Repetition must be exact and must stop with the line bearing "Target: rocky hillside". It begins at the first line of the records and includes no pictures.

(Beginning of The records)

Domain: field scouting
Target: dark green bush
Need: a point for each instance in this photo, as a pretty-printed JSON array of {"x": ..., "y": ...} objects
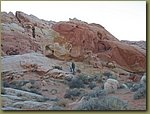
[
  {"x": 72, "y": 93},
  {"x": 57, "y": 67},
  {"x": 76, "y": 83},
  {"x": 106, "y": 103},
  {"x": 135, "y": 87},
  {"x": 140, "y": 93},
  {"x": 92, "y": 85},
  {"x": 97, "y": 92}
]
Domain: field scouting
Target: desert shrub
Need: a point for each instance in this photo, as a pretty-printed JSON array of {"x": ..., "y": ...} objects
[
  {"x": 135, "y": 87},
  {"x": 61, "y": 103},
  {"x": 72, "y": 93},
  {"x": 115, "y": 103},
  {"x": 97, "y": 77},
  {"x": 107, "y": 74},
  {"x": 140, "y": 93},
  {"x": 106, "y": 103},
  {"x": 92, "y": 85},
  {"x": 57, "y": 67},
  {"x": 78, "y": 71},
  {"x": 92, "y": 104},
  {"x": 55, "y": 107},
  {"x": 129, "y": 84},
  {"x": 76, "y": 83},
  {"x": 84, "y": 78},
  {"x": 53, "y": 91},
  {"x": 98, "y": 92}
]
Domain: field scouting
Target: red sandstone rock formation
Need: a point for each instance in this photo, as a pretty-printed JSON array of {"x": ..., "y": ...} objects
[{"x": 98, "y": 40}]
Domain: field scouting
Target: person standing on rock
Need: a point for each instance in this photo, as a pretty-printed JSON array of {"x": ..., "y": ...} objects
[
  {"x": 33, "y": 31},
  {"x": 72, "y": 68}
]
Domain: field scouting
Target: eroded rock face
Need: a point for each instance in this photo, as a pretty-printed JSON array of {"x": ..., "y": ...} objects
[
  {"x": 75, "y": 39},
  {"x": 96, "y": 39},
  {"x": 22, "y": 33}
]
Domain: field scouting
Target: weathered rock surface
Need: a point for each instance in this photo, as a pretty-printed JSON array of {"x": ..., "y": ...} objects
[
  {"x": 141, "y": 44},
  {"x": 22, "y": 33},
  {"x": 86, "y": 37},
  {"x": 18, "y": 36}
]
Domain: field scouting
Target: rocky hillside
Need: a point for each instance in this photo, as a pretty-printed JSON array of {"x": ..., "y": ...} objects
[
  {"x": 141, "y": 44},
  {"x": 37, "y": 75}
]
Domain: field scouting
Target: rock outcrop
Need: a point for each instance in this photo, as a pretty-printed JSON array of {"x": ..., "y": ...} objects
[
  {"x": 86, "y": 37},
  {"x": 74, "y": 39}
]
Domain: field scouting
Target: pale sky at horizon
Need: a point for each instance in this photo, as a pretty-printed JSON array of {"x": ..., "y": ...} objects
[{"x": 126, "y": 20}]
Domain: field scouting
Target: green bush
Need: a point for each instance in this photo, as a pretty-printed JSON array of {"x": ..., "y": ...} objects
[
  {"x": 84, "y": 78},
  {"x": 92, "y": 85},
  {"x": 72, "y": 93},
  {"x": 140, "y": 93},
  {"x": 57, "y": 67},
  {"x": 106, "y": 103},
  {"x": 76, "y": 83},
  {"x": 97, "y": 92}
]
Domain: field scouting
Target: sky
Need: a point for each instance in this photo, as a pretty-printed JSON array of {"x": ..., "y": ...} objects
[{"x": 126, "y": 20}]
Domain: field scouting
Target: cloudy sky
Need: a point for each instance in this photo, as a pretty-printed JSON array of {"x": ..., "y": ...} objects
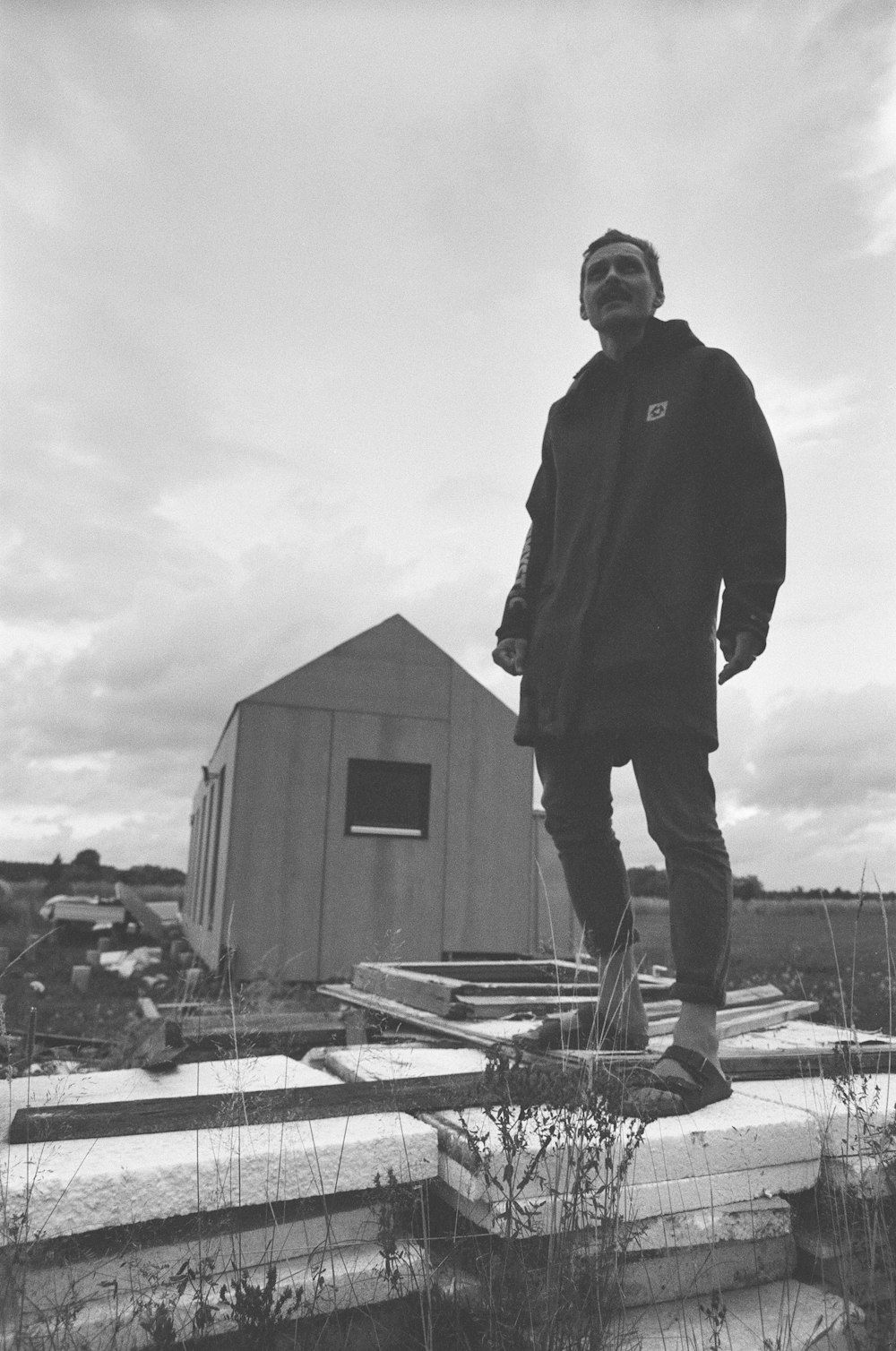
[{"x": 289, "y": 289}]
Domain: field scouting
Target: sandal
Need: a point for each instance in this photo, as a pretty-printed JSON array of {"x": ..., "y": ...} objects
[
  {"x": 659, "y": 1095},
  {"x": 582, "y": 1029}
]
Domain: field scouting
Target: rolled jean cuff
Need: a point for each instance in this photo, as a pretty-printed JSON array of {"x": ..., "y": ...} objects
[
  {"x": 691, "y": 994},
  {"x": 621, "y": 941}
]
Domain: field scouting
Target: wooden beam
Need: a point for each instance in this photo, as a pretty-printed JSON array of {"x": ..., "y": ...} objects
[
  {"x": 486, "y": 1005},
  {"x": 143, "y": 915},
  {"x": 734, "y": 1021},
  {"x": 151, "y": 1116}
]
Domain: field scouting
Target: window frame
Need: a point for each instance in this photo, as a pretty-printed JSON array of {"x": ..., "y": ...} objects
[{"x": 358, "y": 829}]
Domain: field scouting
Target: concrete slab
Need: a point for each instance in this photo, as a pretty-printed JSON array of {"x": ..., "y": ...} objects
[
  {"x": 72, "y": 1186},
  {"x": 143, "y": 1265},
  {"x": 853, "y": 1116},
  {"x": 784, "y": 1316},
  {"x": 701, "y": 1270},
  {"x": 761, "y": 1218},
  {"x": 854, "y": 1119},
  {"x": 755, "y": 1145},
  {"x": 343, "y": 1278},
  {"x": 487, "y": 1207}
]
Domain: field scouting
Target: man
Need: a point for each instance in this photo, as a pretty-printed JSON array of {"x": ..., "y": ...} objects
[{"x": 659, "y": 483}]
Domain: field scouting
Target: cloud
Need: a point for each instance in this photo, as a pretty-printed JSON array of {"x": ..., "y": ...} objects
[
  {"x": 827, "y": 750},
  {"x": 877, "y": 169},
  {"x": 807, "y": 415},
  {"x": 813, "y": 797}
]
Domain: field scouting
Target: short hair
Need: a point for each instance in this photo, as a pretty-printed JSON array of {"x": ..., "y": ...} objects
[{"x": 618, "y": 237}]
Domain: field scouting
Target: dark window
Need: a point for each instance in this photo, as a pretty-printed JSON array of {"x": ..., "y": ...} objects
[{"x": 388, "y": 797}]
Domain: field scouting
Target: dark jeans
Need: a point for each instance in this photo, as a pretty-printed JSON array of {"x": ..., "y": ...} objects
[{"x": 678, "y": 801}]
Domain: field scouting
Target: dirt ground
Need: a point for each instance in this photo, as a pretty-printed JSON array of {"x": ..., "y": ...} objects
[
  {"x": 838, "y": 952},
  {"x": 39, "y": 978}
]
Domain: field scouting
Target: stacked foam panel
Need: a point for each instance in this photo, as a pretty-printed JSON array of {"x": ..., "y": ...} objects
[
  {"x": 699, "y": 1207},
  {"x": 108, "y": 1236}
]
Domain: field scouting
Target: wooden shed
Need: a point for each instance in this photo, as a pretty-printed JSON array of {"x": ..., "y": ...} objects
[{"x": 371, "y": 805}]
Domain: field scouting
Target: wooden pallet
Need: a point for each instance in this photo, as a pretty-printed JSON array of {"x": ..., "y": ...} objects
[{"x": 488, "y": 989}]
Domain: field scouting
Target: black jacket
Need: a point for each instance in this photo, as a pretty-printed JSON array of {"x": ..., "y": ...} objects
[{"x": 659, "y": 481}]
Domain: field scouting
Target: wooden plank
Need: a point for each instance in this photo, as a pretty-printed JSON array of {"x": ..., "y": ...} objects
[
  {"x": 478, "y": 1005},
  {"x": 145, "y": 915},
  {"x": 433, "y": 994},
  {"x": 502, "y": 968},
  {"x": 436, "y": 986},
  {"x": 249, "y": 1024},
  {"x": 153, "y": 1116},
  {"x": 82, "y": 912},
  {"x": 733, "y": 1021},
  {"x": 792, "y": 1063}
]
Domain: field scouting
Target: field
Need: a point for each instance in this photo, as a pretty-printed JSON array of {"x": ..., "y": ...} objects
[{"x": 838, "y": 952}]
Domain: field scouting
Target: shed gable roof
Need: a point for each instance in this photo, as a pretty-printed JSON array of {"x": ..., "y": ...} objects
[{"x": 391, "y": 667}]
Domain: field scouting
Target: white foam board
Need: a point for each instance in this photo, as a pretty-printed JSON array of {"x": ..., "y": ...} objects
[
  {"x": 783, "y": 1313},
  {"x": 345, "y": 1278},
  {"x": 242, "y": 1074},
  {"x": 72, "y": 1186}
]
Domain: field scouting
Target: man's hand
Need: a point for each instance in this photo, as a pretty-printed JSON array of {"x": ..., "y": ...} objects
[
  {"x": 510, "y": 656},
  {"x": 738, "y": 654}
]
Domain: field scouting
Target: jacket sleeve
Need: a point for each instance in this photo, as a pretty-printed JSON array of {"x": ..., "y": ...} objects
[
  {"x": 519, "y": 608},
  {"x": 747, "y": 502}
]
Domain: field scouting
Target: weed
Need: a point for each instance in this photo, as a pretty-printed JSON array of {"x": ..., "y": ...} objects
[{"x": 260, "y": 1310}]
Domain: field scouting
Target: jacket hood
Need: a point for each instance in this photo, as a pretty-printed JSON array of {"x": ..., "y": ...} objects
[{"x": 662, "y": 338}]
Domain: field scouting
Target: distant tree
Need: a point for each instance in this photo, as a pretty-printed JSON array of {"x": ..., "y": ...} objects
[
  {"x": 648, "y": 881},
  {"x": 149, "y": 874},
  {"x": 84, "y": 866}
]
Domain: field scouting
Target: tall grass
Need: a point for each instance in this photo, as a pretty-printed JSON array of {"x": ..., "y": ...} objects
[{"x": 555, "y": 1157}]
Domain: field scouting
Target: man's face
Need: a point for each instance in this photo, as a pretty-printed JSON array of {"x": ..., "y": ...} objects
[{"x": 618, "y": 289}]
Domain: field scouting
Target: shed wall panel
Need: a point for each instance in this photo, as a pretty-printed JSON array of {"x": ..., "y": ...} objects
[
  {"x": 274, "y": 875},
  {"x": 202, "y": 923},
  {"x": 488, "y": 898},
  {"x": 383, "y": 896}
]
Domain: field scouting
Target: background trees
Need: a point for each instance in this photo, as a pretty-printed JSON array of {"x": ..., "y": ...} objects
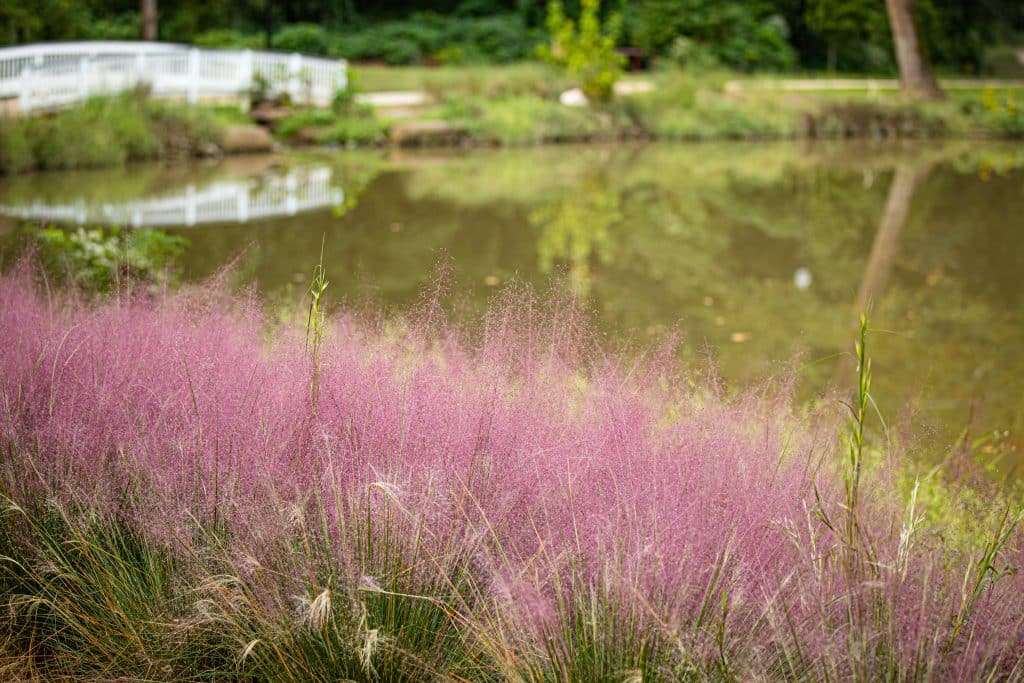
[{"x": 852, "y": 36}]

(End of The records)

- _The completed task_
Domain: field scouting
Target: dark green bush
Need: a point for each instance in this photo, as a pretty-printed JSON array of {"x": ..., "y": ...} objects
[
  {"x": 72, "y": 93},
  {"x": 57, "y": 67},
  {"x": 76, "y": 83},
  {"x": 106, "y": 103},
  {"x": 135, "y": 87},
  {"x": 140, "y": 93},
  {"x": 92, "y": 85},
  {"x": 97, "y": 92}
]
Domain: field scouting
Target: desert shrub
Need: a point for each instance in this photo, as a pretty-printed JSON array of {"x": ..., "y": ...} objects
[
  {"x": 135, "y": 87},
  {"x": 61, "y": 103},
  {"x": 72, "y": 93},
  {"x": 115, "y": 103},
  {"x": 97, "y": 77},
  {"x": 107, "y": 74},
  {"x": 140, "y": 93},
  {"x": 106, "y": 103},
  {"x": 92, "y": 85},
  {"x": 57, "y": 67},
  {"x": 78, "y": 71},
  {"x": 92, "y": 104},
  {"x": 55, "y": 107},
  {"x": 129, "y": 84},
  {"x": 76, "y": 83},
  {"x": 84, "y": 78},
  {"x": 53, "y": 91},
  {"x": 98, "y": 92}
]
Domain: field scouting
Target: red sandstone rock formation
Need: a point for each instance in this photo, as a pretty-printed JSON array of {"x": ..., "y": ...} objects
[{"x": 98, "y": 40}]
Domain: field scouting
Target: person standing on rock
Need: a point for each instance in this photo, as a pretty-printed JSON array of {"x": ..., "y": ...} objects
[
  {"x": 33, "y": 31},
  {"x": 72, "y": 68}
]
Domain: field scouting
Target: eroded rock face
Need: a point for each instance in this photo, as a pretty-printed JSON array of {"x": ..., "y": ...} objects
[
  {"x": 75, "y": 39},
  {"x": 96, "y": 39},
  {"x": 22, "y": 33}
]
Domain: field scouting
Target: weathered rock surface
Need: a point for each instance in this photo, as a pretty-printed JSON array of {"x": ..., "y": ...} objects
[
  {"x": 141, "y": 44},
  {"x": 22, "y": 33},
  {"x": 86, "y": 37},
  {"x": 18, "y": 36}
]
Domain: field scouting
Target: rocky hillside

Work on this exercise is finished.